TASK TO CARRY OUT:
Please copy the entries below word for word.

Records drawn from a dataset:
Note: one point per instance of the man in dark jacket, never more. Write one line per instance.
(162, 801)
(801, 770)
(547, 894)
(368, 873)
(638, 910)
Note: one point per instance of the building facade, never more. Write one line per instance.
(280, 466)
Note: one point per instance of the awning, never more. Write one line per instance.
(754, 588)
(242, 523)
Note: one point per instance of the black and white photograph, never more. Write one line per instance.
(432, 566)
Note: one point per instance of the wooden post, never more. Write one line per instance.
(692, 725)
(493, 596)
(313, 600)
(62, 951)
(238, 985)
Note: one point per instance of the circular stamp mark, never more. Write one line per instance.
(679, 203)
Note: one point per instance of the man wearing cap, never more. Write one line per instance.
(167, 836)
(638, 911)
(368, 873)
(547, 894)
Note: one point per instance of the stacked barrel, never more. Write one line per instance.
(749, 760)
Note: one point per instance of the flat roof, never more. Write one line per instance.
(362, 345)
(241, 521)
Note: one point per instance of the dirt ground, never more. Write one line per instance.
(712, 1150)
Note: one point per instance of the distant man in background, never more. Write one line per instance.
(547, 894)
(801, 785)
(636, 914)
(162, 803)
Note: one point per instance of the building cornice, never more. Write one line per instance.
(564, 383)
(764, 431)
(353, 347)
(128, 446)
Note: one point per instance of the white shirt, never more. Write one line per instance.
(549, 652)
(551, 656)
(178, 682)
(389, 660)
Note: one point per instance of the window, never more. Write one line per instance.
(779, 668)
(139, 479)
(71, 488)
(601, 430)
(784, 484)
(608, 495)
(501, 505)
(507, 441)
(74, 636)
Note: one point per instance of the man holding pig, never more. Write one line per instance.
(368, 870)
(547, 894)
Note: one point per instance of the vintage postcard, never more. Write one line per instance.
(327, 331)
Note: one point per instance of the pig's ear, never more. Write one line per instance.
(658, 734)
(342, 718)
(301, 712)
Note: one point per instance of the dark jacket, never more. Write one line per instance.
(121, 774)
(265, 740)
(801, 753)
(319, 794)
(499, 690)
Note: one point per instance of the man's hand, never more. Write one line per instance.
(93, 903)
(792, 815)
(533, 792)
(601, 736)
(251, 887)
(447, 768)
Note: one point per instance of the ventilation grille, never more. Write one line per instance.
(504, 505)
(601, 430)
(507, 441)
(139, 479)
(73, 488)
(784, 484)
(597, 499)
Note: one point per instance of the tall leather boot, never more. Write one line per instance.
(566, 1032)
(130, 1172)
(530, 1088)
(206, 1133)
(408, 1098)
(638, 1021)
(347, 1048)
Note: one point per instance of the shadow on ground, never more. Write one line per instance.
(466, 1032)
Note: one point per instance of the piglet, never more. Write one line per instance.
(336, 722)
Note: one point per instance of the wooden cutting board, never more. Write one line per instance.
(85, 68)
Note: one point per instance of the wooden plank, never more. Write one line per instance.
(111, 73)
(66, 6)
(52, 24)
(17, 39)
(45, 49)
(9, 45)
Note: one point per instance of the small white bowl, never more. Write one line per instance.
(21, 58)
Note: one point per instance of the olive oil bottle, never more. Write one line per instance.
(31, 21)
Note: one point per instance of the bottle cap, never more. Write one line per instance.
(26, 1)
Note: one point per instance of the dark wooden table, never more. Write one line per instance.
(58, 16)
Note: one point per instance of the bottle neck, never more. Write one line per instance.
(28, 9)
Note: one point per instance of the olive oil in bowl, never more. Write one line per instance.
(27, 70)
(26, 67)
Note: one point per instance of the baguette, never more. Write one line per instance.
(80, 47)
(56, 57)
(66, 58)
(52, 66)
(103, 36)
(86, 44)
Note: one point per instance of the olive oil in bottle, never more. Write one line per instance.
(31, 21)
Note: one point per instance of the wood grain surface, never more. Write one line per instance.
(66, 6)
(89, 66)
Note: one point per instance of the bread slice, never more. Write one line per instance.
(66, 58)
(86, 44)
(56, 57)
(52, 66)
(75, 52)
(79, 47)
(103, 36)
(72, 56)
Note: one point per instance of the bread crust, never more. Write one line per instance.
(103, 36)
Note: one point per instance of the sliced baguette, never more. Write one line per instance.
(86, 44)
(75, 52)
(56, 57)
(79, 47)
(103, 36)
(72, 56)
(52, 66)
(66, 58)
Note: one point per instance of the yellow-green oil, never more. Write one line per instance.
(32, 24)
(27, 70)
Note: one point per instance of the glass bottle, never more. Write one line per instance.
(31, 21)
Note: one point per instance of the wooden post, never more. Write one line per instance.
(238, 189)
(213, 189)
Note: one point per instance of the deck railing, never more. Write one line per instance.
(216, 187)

WRITTEN REPLY:
Note: one point per instance of the man in dark jacket, never more. Write one line per instance.
(162, 801)
(801, 770)
(547, 894)
(368, 873)
(638, 910)
Note: one point per instance of the building facade, never more. Write one line per instance.
(280, 466)
Note: one point per instance of the awning, never more. Write one line per instance.
(754, 588)
(242, 523)
Note: one point per instance of the black and white photograph, never more. Write one line per instance.
(432, 566)
Note: one point per instance of the wooden post, never more. Write one line per instance.
(692, 725)
(493, 596)
(313, 600)
(62, 951)
(238, 985)
Note: one point per instance of the circular stamp mark, never more. Write one line per instance.
(679, 203)
Note: one point per instance of the man wearing cap, never more. Write one line per instance.
(167, 836)
(638, 911)
(368, 873)
(547, 894)
Note: one point per instance of the stacked barrel, never more. Write one line per instance.
(749, 760)
Note: one point per instance of the flat roof, never more. Write one line per instance.
(362, 345)
(241, 521)
Note: one point per instance of the dirt ground, never more. Write one line per instance.
(712, 1150)
Note: one point per instance of the distant man in background, never more. Write one line per instance.
(547, 894)
(801, 785)
(636, 914)
(162, 803)
Note: one point per instance of the building cornice, never more. Write one line per instance.
(564, 383)
(764, 431)
(353, 347)
(128, 446)
Note: one point per instance of the white shirt, never more. Write one line per instance.
(549, 652)
(551, 656)
(178, 682)
(389, 660)
Note: one point per instance of the window, never more. Write one line per instance.
(779, 668)
(139, 479)
(71, 488)
(601, 430)
(784, 484)
(608, 495)
(501, 505)
(507, 441)
(74, 636)
Note: one point per instance of the man holding pig, never more. Write one line per instance.
(368, 870)
(547, 894)
Note: one point per instance of the vintage postcard, never more. Write one line per instance.
(327, 331)
Note: one point per instance of the pig's ear, never more. Write one line per instance.
(658, 734)
(342, 718)
(301, 712)
Note: one point per instance of the dark jacket, never more. Write one line per instance.
(121, 774)
(265, 740)
(801, 753)
(319, 794)
(499, 690)
Note: one point per instance of the man's hand, never more. Write one line per instance.
(93, 903)
(792, 815)
(533, 792)
(601, 736)
(251, 887)
(447, 768)
Note: one point per instance of the ventilation grille, never more. Write one line per instance.
(504, 505)
(601, 430)
(507, 441)
(139, 479)
(73, 488)
(784, 484)
(597, 499)
Note: one point per instance of the tall leather boot, never more. Write one line per instance.
(566, 1032)
(130, 1172)
(530, 1088)
(206, 1133)
(408, 1098)
(638, 1021)
(347, 1048)
Note: one point per instance of the shadow on ground, never more. Write one line per instance.
(466, 1032)
Note: one point per instance of the piglet, never more. Write one line per instance.
(336, 722)
Note: one point per instance of the wooden cutting board, never more. Write one line per instance.
(85, 68)
Note: one point per instance of the wooden plank, never more. Write one line per instance.
(111, 73)
(66, 6)
(52, 24)
(17, 39)
(45, 49)
(9, 45)
Note: one point per instance of the small white bowl, never more. Write one line per instance.
(21, 58)
Note: one point per instance of the olive oil bottle, never more. Write one line per instance.
(31, 21)
Note: one point per instance of the bottle cap, never more. Write one line per instance.
(26, 1)
Note: one point per instance of the dark wooden table, never more. Write one line per instance.
(58, 16)
Note: one point per instance of the bottle neck, never more. Write one line per instance.
(28, 9)
Note: one point per instance of the olive oil in bowl, never more. Write one line per instance.
(27, 70)
(26, 67)
Note: one point per instance of the baguette, never more. Write one line per instance.
(80, 47)
(56, 57)
(66, 58)
(52, 66)
(103, 36)
(86, 44)
Note: one point per instance of the olive oil in bottle, never more. Write one line per instance.
(31, 21)
Note: one point per instance of the wood grain surface, never more. Write one line per instance.
(66, 6)
(89, 66)
Note: one point per instance of the bread slice, never more. Write one line per instance.
(66, 58)
(86, 44)
(56, 57)
(52, 66)
(75, 52)
(79, 47)
(103, 36)
(72, 56)
Note: one point per instance of the bread crust, never more. Write one line per instance.
(103, 36)
Note: one point per instance of the sliced baguette, never more. Write one line per instance.
(86, 44)
(75, 52)
(56, 57)
(79, 47)
(103, 36)
(72, 56)
(52, 66)
(66, 58)
Note: one point per instance of the yellow-green oil, never more. Write one line per instance.
(32, 24)
(27, 70)
Note: one point per instance of the glass bottle, never more. Write one line per instance.
(31, 21)
Note: one point per instance of the wooden post, never more. Write one line per instance.
(238, 189)
(213, 189)
Note: one point per instance of the deck railing, never more. Write one line per instance.
(216, 187)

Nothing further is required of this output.